_EXTRACT TO READ:_
This alliance will help us deliver incredible value to our customers and will help us scale globally as we capitalize on our large market opportunity. Finally, I'm excited to welcome John Allessio to our PROS family as chief customer officer. John will lead both our global delivery and customer success teams to help us further accelerate customer value and deliver world-class customer experience at scale. We're excited to partner with John to continue to deliver on our mission of helping people and customers outperform.

We're seeing strong momentum in our business, and we believe we're incredibly well-positioned to continue to drive long-term growth. Thank you to our amazing global team for driving our success in helping us realize our vision of powering, selling in the digital economy. With that, I'll turn the call over to Stefan to cover our financial performance and outlook.

Stefan Schulz -- Chief Financial Officer

Thank you, Andres. We had another strong quarter and at the same time, we continued making progress in scaling our cloud business. So before I discuss the financial results and guidance, I would like to add additional comments covering some of the successes we had as a team during the third quarter. First, we're seeing strong performance globally across both new and existing customers with a relatively equal booking split between new and existing customers.

Also, in addition to the customers Andres mentioned earlier, we welcomed Copa Airlines, Shell and Wilbur-Ellis among many other new customers last quarter. We're also pleased to share that we're seeing increased momentum in our customer migrations and existing cloud customer expansions. We had one customer expand in 10 out of the last 12 quarters and another expand for the fifth consecutive quarter. This is a testament to the strength of our land and expand strategy in driving our growth.

Finally, as Andres mentioned earlier, we acquired Travelaer last quarter to expand our digital selling platform for the travel business. We would also like to take this opportunity to welcome the Travelaer team to PROS. We look forward to working together as a combined team to further strengthen our leadership position in the travel industry. Travelaer is an early stage company that has not generated significant revenue or ARR to date.

At the end of Q3, Travelaer accounted for less than 1% of our revenue and ARR. We see strong potential to grow this business moving forward by combining their online booking engine, mobile and web solutions with our shopping and merchandising offerings to provide airlines with comprehensive e-commerce capabilities. Now I'll move on to our financials, starting with our third-quarter results. Subscription revenue increased 57% year over year and was the primary driver of our 31% increase in total revenue, which was $64.2 million in Q3.

As I mentioned earlier, the impact from Travelaer was very small at well under 1% of subscription revenue in the quarter. Services revenue was strong once again in the third quarter, up 42% year over year, but down sequentially as we expected. As a reminder, this level of service growth is in line with what we expect for the remainder of the year, which also resulted in a more typical recurring revenue to total revenue ratio of 81% in the third quarter. The recurring portion of our deferred revenue was $109.9 million, up 10% year over year.

_REQUEST A:_ Restate every line of the entries below, including the requests, and shift each coordinate in the answers up by 136.

_DATA FOR PROCESSING:_
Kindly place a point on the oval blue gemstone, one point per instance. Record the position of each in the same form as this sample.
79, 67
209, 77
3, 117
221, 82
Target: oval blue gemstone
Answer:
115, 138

_REQUEST B:_ From the earnings call excerpt, list the new customers the speaker says were welcomed last quarter, beyond those mentioned earlier.

_FULL OUTPUT A:_
Kindly place a point on the oval blue gemstone, one point per instance. Record the position of each in the same form as this sample.
79, 67
209, 77
3, 117
221, 82
Target: oval blue gemstone
Answer:
251, 274

_FULL OUTPUT B:_ Copa Airlines, Shell, Wilbur-Ellis